___ Records supplied

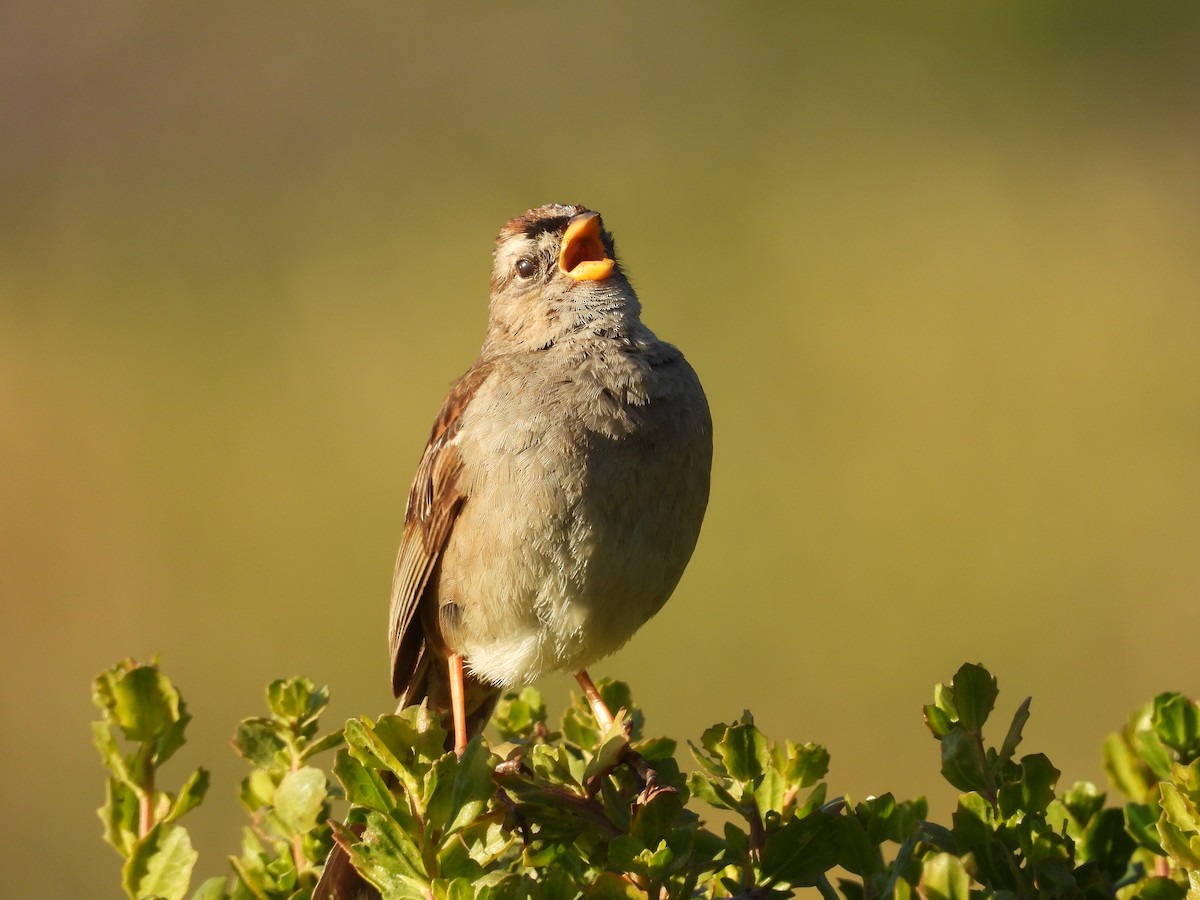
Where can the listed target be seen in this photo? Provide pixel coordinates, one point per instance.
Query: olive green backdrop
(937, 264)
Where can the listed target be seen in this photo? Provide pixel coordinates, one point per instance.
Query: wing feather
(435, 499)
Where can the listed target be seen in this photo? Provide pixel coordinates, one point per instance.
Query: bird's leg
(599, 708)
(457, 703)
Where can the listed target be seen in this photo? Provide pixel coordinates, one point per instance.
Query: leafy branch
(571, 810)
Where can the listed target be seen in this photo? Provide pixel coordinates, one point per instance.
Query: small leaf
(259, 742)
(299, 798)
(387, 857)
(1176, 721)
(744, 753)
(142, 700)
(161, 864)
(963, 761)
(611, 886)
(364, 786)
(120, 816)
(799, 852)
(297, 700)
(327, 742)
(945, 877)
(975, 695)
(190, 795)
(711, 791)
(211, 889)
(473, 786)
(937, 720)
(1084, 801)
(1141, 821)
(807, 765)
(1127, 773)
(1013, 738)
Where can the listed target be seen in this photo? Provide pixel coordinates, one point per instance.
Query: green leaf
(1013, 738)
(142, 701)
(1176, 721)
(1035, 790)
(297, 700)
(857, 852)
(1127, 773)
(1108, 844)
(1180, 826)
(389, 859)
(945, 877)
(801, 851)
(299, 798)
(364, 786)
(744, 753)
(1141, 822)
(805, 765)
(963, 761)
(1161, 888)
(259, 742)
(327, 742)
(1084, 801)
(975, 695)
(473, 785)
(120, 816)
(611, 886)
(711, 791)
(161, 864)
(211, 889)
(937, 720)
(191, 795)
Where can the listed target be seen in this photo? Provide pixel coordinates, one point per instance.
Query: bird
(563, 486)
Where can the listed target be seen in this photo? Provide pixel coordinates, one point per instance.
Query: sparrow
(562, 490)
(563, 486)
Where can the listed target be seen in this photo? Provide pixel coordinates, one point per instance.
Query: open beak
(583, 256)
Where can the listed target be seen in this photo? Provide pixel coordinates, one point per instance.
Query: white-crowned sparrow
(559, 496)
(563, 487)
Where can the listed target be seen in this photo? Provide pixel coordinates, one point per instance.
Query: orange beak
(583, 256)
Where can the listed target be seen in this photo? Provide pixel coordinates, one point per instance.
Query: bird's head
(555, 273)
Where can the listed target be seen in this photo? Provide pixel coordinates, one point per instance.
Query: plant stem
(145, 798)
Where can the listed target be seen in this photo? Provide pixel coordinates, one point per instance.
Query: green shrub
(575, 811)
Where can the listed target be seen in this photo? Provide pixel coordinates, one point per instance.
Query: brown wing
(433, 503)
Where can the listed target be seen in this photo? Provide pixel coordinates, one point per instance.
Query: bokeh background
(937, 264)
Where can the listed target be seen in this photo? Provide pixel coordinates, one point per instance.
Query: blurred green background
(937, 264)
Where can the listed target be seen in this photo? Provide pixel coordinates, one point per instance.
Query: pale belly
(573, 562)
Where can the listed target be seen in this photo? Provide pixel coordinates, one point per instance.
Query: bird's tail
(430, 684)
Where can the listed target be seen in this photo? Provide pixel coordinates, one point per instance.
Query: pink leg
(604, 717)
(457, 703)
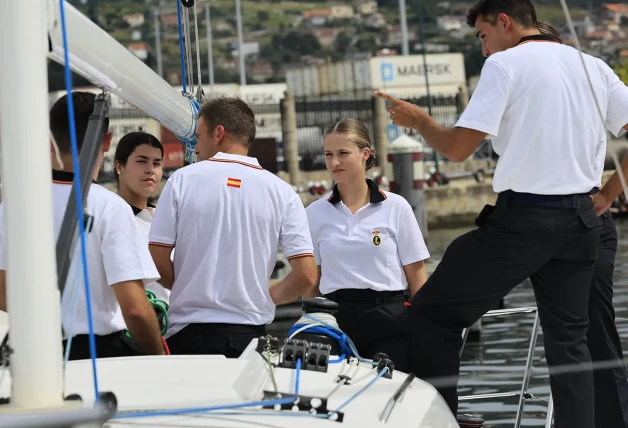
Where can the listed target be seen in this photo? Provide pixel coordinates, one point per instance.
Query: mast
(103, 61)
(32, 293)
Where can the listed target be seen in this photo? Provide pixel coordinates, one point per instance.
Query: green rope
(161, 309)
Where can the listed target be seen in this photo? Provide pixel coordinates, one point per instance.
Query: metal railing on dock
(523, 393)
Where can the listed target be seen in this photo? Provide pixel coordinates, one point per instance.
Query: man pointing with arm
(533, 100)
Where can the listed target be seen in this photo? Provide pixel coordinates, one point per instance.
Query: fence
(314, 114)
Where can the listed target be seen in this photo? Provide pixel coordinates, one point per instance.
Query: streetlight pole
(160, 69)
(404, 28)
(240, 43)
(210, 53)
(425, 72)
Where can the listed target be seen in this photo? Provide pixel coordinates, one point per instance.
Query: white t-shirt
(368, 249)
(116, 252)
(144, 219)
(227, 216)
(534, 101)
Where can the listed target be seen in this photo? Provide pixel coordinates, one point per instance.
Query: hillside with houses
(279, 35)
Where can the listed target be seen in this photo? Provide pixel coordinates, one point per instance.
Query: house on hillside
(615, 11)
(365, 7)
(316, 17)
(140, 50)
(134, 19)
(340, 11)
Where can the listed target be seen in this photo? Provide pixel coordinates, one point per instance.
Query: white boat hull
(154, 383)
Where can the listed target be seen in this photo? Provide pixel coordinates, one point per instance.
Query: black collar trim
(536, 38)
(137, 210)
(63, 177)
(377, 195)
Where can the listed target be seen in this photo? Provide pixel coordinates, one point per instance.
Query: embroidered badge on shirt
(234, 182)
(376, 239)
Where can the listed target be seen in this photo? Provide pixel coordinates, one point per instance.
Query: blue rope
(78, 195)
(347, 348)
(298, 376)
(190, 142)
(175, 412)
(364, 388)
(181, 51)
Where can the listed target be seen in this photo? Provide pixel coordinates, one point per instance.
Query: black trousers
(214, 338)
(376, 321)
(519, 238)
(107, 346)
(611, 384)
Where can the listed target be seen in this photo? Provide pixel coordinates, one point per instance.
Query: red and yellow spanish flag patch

______

Exercise brief ::
Find every line in the material above that contains the string "bird", treating uppercase and lowercase letters as distinct, and copy each such line in full.

Written reply ::
Query: bird's leg
Query: bird
Query: bird's head
Query: bird's tail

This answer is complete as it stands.